=== Work instruction ===
Exactly as written, transcribe the data from its opening line through the line containing "box: [0, 0, 943, 450]". Leave every picture out.

=== Exercise data ===
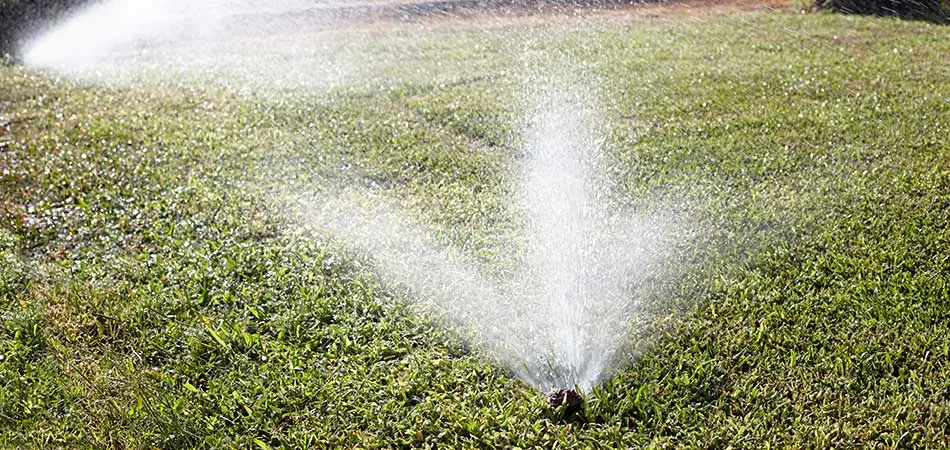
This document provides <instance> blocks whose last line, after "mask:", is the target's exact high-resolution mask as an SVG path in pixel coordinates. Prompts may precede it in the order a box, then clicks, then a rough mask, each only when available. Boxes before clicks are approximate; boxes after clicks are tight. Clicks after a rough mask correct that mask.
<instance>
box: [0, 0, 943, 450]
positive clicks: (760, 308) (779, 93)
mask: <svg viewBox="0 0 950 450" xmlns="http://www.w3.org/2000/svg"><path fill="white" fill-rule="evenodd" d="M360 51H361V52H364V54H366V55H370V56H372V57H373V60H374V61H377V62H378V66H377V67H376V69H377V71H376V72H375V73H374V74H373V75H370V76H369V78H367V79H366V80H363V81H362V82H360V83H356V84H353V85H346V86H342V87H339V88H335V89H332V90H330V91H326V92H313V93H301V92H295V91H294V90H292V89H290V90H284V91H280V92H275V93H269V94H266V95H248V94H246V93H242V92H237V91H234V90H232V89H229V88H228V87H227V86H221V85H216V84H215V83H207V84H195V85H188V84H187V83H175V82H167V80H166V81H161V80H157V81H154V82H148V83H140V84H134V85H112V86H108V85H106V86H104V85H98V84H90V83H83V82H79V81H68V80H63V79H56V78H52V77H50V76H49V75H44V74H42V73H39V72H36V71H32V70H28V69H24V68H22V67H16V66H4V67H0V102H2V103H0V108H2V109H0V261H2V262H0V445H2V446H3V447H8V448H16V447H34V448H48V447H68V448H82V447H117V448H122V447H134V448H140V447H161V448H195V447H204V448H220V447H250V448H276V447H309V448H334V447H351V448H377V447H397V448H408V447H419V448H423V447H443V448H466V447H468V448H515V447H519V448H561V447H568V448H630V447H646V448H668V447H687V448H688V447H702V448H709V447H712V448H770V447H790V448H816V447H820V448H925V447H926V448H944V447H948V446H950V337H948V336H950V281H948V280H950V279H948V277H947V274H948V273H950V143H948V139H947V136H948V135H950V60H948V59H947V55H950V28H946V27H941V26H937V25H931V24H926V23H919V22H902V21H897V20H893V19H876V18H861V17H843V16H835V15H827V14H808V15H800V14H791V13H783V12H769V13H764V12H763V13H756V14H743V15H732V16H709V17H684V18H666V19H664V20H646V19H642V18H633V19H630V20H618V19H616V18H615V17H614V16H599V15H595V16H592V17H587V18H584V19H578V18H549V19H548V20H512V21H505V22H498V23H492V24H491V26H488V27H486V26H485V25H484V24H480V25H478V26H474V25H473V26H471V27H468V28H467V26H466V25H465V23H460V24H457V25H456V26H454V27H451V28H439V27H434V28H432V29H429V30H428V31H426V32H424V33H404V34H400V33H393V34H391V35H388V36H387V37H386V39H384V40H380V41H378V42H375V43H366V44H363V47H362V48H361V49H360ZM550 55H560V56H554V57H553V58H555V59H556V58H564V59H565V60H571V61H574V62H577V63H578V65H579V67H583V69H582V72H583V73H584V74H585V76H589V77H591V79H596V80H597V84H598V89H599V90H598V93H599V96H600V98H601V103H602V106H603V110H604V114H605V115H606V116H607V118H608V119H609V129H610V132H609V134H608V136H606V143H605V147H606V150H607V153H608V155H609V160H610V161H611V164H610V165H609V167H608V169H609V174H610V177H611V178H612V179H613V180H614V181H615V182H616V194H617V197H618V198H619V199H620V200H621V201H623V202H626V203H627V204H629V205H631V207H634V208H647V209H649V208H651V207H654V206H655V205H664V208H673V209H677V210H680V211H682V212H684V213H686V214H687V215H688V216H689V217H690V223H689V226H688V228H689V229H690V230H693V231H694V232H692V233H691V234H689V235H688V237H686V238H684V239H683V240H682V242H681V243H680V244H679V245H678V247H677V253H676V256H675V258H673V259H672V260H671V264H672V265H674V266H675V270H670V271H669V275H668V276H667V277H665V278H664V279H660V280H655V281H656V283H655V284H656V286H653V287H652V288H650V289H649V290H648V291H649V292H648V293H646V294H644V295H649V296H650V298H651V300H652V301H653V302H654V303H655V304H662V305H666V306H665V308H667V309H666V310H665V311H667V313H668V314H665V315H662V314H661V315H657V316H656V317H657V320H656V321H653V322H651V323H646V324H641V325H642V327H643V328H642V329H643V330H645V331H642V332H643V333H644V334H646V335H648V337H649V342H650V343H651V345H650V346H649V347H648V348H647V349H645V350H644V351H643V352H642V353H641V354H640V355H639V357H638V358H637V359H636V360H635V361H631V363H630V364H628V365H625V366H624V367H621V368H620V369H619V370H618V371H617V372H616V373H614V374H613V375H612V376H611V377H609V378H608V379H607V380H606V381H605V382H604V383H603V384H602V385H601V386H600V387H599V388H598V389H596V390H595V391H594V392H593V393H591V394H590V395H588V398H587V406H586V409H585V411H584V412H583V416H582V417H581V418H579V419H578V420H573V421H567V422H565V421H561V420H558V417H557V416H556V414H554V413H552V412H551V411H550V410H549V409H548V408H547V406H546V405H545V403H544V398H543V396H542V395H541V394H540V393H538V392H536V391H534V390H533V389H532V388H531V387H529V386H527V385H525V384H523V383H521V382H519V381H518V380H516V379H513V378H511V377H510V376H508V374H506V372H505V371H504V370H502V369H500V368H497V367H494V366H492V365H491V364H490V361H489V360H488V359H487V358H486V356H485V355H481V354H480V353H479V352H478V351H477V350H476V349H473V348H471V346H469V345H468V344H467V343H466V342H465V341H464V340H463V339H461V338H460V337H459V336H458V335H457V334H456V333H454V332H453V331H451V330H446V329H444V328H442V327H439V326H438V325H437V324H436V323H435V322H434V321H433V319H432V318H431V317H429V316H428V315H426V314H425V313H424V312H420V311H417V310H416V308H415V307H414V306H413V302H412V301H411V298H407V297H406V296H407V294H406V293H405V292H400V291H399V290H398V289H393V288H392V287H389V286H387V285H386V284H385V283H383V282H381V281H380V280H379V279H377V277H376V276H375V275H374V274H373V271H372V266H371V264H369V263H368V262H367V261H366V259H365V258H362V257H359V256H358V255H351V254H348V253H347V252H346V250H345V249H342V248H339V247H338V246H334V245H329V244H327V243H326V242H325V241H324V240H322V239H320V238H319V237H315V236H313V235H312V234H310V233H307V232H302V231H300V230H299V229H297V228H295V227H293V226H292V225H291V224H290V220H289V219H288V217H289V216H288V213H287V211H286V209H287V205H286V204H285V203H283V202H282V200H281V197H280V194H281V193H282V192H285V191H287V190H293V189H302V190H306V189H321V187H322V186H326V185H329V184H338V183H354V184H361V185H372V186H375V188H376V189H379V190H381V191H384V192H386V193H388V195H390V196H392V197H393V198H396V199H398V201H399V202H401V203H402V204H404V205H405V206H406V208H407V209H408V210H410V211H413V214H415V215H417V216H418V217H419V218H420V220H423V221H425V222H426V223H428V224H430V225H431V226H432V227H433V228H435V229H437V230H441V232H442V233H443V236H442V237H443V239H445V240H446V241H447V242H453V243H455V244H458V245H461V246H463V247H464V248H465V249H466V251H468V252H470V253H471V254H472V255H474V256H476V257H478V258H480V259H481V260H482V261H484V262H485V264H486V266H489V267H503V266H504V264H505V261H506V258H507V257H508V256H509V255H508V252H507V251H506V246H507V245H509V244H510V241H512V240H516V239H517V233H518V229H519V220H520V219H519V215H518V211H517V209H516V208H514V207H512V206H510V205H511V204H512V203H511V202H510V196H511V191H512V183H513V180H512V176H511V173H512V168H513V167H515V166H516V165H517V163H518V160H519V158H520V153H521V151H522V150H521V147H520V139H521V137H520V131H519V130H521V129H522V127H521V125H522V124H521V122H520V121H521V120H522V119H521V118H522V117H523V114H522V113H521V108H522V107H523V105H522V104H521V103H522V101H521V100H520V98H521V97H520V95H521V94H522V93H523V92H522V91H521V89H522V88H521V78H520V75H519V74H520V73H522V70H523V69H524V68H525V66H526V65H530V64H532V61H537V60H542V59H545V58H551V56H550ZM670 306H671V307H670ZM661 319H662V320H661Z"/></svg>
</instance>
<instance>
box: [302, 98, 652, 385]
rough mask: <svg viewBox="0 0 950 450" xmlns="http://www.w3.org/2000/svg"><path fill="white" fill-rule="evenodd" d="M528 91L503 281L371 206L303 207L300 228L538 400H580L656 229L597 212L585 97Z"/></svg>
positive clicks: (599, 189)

=== Solution ===
This document provides <instance> blocks whose last line, after "mask:", is the target's exact high-resolution mask as an SVG path in pixel coordinates. Prompts may precede it in the order a box, then clicks, then a rough mask, each only when available. Boxes before clicks are approximate; boxes after clicks are tight. Clicks after a rough mask correct that mask.
<instance>
box: [0, 0, 943, 450]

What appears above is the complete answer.